Extract –

= = =

You have to decide what your motivation is for credit repair. Are you trying to buy a home? Are you trying to raise your credit score? Once you have your motivation for reducing your debt clear in your mind, then you can figure out which method of debt reduction is right for you.

The Snowball Method

One popular method of paying down debt is the snowball method suggested by Dave Ramsey. With this method, you pay down the debt with the lowest amount first and then work your way up to the largest amount next. With this method, you ignore the interest and just focus on the amount. Once you finish paying off one debt, you use that money to go towards paying off the next debt. You still pay whatever the minimum monthly payment is on your other debts so you don’t have late charges. So let’s say your debts look like this:

  • -Installment loan: $500 – monthly payment $50
  • -Car loan: $5,000 – monthly payment $100
  • -Student loan: $20,000 – monthly payment $150

Using the snowball method, you would pay off the installment loan first, then you would use the money you used to use to pay off the installment loan to pay off the car loan. Once you finish paying off the car loan, you do the same thing to pay off the student loan. The logic behind this method is that you give yourself an immediate psychological reward when you pay off the smaller debt.

= = =

Records from a data source
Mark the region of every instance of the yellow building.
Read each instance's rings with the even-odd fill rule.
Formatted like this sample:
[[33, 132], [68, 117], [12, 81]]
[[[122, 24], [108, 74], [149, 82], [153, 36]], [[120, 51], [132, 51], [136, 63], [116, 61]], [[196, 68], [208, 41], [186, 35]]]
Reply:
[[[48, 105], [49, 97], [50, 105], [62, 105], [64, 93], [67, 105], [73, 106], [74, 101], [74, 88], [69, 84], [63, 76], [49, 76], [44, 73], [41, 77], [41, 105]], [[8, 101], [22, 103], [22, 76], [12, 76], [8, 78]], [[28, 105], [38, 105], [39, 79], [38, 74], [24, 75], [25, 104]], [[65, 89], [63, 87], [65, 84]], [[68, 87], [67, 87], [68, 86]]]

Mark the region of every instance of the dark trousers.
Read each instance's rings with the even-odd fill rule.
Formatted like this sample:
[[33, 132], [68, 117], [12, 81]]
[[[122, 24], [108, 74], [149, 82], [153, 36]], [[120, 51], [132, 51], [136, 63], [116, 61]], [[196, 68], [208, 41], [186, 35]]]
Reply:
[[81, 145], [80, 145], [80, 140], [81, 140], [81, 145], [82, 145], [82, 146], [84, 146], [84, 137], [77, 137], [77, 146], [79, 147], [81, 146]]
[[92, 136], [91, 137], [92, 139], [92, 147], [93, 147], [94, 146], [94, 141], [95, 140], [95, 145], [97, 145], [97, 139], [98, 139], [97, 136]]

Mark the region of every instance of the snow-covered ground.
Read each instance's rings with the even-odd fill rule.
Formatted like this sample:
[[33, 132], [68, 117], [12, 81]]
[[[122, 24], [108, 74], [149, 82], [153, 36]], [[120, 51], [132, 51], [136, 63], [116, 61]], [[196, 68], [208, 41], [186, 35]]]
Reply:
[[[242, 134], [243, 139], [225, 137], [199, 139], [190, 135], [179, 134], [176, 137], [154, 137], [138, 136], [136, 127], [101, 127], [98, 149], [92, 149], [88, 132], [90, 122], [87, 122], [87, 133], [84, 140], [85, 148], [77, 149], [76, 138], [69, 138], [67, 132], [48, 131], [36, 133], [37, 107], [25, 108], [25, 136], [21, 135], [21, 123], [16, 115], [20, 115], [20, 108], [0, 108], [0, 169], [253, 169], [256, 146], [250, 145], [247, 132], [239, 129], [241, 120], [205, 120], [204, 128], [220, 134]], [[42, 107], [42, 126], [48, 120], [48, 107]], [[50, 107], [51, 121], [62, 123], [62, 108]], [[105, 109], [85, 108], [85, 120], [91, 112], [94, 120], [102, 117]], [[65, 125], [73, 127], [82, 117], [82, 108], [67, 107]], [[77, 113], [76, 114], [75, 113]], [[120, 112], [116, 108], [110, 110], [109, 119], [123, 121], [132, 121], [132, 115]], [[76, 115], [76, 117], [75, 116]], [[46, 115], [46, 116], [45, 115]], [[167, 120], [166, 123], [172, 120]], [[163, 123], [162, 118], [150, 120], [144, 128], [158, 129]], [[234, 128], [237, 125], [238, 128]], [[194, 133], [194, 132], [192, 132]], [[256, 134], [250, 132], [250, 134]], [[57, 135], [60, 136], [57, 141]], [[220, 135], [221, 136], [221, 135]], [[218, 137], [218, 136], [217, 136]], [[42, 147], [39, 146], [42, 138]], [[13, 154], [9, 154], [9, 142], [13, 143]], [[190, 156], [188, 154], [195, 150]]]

= = =

Requirement A – In the debt reduction text, who suggested the snowball method?
Requirement B – Edit the debt reduction text: write out the part that opens with the words containing "You have to" and closes with "right for you.", putting "debt relief" in place of "credit repair".
The rows play no part in what comes next.

Exercise result A – Dave Ramsey

Exercise result B –
You have to decide what your motivation is for debt relief. Are you trying to buy a home? Are you trying to raise your credit score? Once you have your motivation for reducing your debt clear in your mind, then you can figure out which method of debt reduction is right for you.